__THE DATA__:
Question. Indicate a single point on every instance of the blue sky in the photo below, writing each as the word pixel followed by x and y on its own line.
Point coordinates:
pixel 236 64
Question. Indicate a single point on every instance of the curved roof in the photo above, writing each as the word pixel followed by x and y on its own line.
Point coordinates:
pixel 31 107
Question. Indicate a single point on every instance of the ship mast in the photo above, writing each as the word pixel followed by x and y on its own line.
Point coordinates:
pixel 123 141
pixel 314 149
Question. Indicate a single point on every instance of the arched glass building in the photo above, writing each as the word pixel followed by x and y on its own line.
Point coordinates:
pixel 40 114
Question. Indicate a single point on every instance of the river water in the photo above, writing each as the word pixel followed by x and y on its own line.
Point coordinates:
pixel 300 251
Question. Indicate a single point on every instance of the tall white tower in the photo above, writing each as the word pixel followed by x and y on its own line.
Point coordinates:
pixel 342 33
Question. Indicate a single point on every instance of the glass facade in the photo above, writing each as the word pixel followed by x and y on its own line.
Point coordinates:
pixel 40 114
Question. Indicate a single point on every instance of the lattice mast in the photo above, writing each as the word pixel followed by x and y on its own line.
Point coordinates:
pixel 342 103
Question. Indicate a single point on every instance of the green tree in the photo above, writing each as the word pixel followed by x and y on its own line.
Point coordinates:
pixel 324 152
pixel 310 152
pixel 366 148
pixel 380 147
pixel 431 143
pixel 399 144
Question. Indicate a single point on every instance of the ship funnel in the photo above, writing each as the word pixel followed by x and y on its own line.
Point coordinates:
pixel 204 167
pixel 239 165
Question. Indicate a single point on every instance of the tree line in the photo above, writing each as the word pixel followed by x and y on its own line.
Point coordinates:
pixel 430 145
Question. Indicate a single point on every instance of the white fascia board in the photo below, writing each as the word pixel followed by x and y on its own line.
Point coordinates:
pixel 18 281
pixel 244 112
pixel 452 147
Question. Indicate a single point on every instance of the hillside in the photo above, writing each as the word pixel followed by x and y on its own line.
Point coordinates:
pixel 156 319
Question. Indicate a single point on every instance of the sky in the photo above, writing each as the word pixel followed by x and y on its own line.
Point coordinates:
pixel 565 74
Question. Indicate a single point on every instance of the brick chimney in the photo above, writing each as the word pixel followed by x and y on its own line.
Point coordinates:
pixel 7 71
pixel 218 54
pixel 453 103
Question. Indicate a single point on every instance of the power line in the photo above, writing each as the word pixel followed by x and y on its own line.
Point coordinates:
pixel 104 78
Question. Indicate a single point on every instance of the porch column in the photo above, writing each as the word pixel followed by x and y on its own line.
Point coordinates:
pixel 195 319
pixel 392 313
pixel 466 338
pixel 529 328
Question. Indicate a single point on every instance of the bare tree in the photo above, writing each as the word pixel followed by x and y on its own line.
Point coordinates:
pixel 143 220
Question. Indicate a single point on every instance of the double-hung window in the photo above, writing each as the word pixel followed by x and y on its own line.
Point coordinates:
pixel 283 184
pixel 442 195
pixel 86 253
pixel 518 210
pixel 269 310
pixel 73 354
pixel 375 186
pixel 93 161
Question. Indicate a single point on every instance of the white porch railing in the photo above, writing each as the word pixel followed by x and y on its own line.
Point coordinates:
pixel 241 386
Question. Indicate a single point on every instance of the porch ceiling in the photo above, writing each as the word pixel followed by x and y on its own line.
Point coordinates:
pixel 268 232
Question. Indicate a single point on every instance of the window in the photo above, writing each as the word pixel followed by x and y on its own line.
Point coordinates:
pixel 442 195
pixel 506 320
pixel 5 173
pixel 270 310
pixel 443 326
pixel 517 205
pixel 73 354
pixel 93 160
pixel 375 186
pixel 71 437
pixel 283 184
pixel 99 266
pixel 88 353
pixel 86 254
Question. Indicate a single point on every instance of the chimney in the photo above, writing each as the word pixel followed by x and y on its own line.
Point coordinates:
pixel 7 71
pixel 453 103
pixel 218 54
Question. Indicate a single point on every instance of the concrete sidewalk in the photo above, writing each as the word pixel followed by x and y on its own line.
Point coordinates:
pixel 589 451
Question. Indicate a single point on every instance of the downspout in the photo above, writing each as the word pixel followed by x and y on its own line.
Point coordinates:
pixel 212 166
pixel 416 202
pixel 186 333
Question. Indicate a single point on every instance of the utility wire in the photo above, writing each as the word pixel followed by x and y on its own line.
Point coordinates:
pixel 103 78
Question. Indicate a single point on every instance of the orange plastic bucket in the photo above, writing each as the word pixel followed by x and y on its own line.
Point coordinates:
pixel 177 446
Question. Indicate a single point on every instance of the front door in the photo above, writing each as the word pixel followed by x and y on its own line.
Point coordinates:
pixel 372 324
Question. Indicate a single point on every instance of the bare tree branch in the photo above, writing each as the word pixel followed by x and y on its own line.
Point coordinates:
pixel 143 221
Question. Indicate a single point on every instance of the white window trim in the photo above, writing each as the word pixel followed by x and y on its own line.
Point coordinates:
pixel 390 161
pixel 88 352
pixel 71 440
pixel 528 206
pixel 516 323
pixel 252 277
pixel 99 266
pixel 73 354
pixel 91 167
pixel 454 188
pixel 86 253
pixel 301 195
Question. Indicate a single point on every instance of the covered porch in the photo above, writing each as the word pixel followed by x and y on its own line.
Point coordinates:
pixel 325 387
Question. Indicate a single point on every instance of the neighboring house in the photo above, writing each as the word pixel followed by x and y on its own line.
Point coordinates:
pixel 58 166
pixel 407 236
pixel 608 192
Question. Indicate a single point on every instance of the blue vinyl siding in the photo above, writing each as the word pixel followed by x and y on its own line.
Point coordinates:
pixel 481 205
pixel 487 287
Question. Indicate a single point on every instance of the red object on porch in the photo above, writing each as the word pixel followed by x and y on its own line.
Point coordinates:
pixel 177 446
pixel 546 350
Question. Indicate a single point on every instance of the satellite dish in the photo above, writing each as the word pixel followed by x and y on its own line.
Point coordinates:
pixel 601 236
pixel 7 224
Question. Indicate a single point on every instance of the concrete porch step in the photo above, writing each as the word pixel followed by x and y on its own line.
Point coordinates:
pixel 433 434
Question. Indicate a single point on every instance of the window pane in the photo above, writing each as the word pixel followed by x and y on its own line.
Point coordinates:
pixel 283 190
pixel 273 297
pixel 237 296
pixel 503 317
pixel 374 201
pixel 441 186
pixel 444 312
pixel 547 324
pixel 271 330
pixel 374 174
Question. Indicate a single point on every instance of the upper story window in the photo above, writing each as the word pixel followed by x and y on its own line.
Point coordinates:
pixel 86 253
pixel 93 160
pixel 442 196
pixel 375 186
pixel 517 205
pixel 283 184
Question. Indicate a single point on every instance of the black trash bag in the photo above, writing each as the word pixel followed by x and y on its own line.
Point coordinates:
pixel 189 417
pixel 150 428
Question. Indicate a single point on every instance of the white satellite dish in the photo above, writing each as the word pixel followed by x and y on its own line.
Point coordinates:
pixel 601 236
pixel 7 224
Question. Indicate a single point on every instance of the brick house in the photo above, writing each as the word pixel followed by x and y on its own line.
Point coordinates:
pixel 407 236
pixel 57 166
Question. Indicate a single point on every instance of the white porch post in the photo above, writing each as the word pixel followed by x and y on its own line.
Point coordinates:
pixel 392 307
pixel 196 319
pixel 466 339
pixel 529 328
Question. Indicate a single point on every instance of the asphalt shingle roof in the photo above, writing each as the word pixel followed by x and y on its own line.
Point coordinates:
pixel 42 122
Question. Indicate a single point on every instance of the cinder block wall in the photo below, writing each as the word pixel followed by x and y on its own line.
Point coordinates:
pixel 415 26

--

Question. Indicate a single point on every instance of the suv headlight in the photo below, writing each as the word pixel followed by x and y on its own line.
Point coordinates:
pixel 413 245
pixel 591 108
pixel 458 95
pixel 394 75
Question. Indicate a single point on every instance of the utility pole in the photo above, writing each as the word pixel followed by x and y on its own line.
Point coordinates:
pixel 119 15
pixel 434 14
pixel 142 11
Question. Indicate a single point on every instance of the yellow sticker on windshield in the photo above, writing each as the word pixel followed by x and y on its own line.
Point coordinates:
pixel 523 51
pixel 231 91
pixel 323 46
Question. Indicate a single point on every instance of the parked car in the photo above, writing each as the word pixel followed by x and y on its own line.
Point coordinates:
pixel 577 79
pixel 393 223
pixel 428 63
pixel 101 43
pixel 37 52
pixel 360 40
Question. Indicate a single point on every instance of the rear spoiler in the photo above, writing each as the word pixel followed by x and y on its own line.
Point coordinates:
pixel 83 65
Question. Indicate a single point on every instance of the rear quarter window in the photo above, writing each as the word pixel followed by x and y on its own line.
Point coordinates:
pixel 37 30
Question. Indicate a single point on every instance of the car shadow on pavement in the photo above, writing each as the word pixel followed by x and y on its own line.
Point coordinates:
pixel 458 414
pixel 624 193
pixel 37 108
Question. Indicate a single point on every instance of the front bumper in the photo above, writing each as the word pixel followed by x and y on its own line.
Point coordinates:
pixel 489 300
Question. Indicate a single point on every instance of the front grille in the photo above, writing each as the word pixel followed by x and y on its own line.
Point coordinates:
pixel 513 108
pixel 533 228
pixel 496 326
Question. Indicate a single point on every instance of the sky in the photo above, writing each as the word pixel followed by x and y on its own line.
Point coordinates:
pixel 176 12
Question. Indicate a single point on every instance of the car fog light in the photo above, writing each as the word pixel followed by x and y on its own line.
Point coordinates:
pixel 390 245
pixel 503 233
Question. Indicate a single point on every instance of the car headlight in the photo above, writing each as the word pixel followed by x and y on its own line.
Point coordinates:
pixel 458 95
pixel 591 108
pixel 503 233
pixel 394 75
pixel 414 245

__GOAL OF THE EXERCISE__: Where a line in the records above includes the string "mast", show it.

__RESULT OF THE EXERCISE__:
Question. Indicate a single point on every instance of the ship mast in the photo above, writing each as the word pixel followed by x and y on its own line.
Question. Indicate a single point on every instance of the lattice mast in the photo above, writing each as the word pixel followed by x and y on its own line.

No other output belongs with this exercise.